Fighters for the Daesh terrorist group are targeting children in Mosul to prevent civilians from fleeing the city as Iraqi forces push into the last stronghold held in Iraq by the militants there, the United Nations said yesterday.
The U.N. children's agency said it has documented a number of cases in which Daesh fighters killed the children of families trying to escape from neighborhoods controlled by the militants.
"They are using children as a weapon of war to prevent people from fleeing," said UNICEF's Iraq representative, Peter Hawkins. "This just highlights how indiscriminate and catastrophic this war is."
Iraqi troops are slowly clearing the last pockets of Daesh fighters from Mosul's old city in an operation launched earlier this week. But an estimated 100,000 civilians packed into the dense terrain have slowed progress.
UNICEF said 1,075 Iraqi children have been killed and 1,130 wounded since Daesh militants overran nearly a third of Iraq in 2014. In the past six months alone, violence in Iraq has killed 152 children and injured 255, it said. In addition, the agency said, more than 1 million children have had their educations put on hold by either militant rule or displacement. There have been 138 attacks on schools and 58 on hospitals; more than 3 million children do not attend school on a regular basis while 1.2 million children are out of school and, one in every four children comes from a poor household, UNICEF said.
Children have also been forced to take part in violence. UNICEF said at least 231 children under the age of 18 were recruited by Daesh and other armed groups. "The country's future security and economic strength is determined by what is happening to its children today," Hawkins said.
The agency said more than 5 million children are in need of urgent humanitarian assistance. "Across Iraq, children continue to witness sheer horror and unimaginable violence," Hawkins said. "They have been killed, injured, abducted and forced to shoot and kill in one of the most brutal wars in recent history."

● Activities
- A) Translate this sentence from the news report on children in the Iraq war into Spanish: "Children have also been forced to take part in violence."
- B) Write the next paragraph of the news report on children in the Iraq war, following on from its final sentence.
The lines after the news report on children in the Iraq war have no connection to it.

● Exercise data

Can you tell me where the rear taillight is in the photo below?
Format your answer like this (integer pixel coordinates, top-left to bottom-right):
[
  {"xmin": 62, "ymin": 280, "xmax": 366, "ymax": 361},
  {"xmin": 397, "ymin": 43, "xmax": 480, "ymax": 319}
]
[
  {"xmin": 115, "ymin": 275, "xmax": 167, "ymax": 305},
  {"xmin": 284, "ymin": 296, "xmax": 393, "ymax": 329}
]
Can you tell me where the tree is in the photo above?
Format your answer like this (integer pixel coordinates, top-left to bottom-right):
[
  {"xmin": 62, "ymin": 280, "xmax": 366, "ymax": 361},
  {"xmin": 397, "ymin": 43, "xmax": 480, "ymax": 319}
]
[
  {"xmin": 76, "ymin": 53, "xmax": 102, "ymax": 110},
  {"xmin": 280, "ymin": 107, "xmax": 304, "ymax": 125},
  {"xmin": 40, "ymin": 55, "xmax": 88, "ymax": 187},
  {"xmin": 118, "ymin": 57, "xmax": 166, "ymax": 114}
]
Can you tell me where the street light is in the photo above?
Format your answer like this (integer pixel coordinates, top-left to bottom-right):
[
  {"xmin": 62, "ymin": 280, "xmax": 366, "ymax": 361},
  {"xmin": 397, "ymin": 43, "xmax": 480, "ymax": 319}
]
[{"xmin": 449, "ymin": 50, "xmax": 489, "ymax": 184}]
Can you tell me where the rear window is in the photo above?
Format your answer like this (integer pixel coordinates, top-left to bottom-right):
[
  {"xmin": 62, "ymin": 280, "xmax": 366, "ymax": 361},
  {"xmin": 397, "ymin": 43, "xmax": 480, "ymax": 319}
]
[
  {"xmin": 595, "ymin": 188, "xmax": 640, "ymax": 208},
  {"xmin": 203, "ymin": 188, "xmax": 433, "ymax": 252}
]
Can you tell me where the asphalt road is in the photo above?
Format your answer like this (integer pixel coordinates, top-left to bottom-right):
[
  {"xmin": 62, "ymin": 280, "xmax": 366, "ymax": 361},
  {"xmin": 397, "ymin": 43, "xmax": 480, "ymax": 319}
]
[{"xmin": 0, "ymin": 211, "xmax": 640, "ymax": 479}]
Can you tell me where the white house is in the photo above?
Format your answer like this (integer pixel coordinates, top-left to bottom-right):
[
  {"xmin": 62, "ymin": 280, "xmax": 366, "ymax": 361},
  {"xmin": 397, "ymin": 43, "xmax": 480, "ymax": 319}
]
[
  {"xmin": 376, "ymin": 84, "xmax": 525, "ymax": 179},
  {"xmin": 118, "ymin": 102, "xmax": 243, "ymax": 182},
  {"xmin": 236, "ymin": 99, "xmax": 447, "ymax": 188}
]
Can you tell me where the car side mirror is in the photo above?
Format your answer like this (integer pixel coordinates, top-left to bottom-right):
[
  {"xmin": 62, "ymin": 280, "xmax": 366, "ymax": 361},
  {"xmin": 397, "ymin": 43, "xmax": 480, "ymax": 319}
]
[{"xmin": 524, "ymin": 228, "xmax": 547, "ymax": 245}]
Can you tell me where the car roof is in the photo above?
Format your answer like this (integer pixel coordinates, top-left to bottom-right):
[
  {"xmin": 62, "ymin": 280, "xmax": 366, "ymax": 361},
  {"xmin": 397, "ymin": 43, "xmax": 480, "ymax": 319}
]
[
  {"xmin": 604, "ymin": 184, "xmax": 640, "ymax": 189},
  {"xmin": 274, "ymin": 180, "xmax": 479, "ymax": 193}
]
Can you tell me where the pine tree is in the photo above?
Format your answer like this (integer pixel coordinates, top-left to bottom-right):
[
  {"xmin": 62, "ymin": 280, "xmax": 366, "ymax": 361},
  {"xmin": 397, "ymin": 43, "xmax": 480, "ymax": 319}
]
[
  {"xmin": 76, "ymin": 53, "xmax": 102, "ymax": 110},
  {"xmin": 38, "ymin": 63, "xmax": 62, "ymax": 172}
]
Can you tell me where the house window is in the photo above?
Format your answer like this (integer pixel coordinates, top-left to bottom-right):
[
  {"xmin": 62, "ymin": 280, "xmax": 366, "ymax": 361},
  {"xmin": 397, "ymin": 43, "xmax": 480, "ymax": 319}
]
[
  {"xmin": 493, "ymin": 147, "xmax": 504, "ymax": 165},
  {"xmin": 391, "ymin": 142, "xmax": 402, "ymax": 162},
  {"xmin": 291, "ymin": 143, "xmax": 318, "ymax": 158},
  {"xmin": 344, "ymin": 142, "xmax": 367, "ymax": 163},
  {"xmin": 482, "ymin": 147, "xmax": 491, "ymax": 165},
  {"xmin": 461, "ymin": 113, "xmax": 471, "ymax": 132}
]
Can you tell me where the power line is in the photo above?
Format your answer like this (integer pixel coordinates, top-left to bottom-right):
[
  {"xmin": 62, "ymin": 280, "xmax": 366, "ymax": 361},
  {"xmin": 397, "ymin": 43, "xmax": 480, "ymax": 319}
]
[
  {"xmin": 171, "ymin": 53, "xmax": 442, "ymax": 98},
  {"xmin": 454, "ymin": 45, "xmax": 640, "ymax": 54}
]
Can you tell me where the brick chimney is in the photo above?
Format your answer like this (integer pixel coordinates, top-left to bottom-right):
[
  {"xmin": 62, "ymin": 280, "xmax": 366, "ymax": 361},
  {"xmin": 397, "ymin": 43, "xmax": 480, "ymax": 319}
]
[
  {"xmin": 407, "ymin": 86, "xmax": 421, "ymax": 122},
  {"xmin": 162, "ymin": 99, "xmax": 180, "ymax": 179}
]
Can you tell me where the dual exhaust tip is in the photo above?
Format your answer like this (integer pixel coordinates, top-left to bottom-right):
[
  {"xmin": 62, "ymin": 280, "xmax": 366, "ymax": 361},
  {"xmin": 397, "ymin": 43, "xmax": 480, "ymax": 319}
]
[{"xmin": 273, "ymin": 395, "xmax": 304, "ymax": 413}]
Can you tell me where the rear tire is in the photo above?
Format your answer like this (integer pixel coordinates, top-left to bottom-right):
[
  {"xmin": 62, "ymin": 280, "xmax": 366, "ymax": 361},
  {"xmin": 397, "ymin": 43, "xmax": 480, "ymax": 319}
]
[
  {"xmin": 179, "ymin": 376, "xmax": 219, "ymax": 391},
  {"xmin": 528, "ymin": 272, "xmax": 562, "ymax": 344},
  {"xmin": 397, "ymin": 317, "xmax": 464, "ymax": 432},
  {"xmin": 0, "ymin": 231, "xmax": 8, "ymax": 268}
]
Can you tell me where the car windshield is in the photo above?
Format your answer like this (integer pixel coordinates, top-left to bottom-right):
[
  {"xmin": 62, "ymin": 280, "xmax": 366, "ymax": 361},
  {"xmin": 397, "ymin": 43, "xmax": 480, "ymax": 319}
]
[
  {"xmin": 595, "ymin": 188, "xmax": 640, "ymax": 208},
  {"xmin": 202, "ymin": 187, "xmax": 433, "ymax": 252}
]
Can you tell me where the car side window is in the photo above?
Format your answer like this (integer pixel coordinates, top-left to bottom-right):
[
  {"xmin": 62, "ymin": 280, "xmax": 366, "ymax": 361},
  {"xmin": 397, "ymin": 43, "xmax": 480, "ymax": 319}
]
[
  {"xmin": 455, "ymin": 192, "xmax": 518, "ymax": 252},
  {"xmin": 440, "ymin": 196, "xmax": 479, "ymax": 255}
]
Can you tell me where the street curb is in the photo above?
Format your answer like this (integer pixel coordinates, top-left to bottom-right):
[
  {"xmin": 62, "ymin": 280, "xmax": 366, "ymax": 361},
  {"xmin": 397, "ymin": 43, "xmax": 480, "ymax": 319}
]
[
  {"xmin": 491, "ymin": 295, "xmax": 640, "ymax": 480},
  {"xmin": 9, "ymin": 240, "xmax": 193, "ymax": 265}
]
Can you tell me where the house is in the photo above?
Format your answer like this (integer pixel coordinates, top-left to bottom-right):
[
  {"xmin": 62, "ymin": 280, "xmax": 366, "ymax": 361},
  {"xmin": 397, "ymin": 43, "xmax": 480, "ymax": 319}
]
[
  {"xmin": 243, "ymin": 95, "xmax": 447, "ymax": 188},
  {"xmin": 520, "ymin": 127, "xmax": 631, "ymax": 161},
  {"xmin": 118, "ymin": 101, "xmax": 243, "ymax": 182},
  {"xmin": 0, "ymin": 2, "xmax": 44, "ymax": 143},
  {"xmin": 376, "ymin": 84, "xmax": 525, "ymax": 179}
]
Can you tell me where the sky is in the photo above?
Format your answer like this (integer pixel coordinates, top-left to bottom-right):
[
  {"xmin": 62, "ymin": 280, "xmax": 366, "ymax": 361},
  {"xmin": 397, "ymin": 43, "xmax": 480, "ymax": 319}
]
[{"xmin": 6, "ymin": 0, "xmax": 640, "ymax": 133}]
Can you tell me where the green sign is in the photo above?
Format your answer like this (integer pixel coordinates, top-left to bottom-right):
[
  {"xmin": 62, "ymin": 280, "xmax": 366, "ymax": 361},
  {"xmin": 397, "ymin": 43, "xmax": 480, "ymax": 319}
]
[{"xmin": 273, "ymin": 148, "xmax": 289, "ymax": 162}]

● Your responses
- A) Los niños también se han visto obligados a participar en la violencia.

- B)
Daesh destroyed Mosul's al-Nuri mosque and its iconic leaning minaret known as al-Hadba when fighters detonated explosives inside the structures on Wednesday night, Iraq's Ministry of Defense said. Iraqi Prime Minister Haider al-Abadi tweeted that the destruction was an admission by the militants that they are losing the fight for Iraq's second-largest city. The mosque, which is also known as Mosul's Great Mosque, is where Daesh leader Abu Bakr al-Baghdadi declared a so-called Islamic caliphate in 2014 shortly after Mosul was overrun by the militants. The minaret that leaned like Italy's Tower of Pisa had stood for more than 840 years.
Daesh fighters initially attempted to destroy the minaret in July 2014. The militants said the structure contradicted their fundamentalist interpretation of Islam, but Mosul residents converged on the area and formed a human chain to protect it. Daesh has demolished dozens of historic and archaeological sites in and around Mosul, saying they promoted idolatry.
The fight to retake Mosul is estimated to have killed and injured thousands of civilians. The Iraqi government says more than 850,000 people have been forced from their homes by the operation, which was launched in October. On the city's west, entire blocks have been flattened by clashes, airstrikes and artillery fire.